INSTRUCTIONS FOR THE TASK: Retype all of the rows below line for line, changing no character.

(Some rows)
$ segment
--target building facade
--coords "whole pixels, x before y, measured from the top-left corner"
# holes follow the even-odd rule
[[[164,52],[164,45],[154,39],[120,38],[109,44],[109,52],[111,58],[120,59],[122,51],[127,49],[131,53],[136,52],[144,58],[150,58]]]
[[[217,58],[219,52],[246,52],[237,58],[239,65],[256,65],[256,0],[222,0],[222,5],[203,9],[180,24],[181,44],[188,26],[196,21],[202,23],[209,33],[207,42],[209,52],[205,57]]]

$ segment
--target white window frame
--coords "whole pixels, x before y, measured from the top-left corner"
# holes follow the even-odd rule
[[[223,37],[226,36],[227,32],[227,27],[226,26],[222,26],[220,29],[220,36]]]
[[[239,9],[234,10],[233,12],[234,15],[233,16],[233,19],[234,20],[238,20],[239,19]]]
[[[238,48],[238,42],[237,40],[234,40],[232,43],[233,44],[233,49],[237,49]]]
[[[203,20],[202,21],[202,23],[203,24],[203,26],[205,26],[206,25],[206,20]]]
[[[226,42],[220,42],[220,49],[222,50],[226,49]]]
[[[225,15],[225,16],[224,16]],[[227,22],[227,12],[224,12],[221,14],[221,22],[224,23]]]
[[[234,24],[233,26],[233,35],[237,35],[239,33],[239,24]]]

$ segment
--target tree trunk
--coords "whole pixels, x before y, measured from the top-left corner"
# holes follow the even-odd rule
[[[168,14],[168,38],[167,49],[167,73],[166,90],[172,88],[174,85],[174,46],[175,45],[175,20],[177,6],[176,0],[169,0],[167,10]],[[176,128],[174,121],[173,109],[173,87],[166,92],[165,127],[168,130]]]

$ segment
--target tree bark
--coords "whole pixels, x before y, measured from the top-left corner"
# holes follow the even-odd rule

EXERCISE OUTPUT:
$ segment
--target building facade
--coords "whole pixels, x before y, measured from the top-left corner"
# holes follow the even-odd rule
[[[164,52],[164,45],[154,39],[120,38],[109,44],[109,52],[111,58],[120,59],[122,51],[127,49],[131,53],[136,52],[144,58],[150,58]]]
[[[217,58],[219,52],[246,52],[237,58],[239,65],[256,65],[256,0],[222,0],[222,5],[203,9],[180,24],[181,44],[188,26],[196,21],[202,23],[209,33],[207,42],[209,52],[205,57]]]

$ segment
--target white window frame
--coords "whole pixels, x before y, measured from the top-left corner"
# holes follow the even-odd rule
[[[223,37],[226,36],[227,32],[227,27],[226,26],[222,26],[220,29],[220,36]]]
[[[239,9],[234,10],[233,12],[234,15],[233,16],[233,19],[234,20],[238,20],[239,19]]]
[[[238,48],[238,42],[237,40],[234,40],[232,43],[233,44],[233,49],[237,49]]]
[[[203,20],[202,21],[202,23],[203,24],[203,26],[205,26],[206,25],[206,20]]]
[[[226,42],[220,42],[220,49],[222,50],[226,49]]]
[[[225,15],[225,16],[224,16]],[[227,22],[227,12],[224,12],[221,14],[221,22],[224,23]]]
[[[234,24],[233,26],[233,35],[237,35],[239,33],[239,24]]]

$ segment
--target tree trunk
--coords "whole pixels, x before y, measured from the top-left corner"
# holes follow the even-odd rule
[[[168,14],[168,38],[167,49],[167,73],[166,90],[172,88],[174,85],[174,46],[175,45],[175,20],[177,6],[176,0],[169,0],[167,10]],[[176,128],[174,121],[173,109],[173,87],[166,92],[165,127],[168,130]]]

$ segment
--target tree bark
--coords "whole pixels, x before y, measured from the top-left corner"
# holes follow the even-odd rule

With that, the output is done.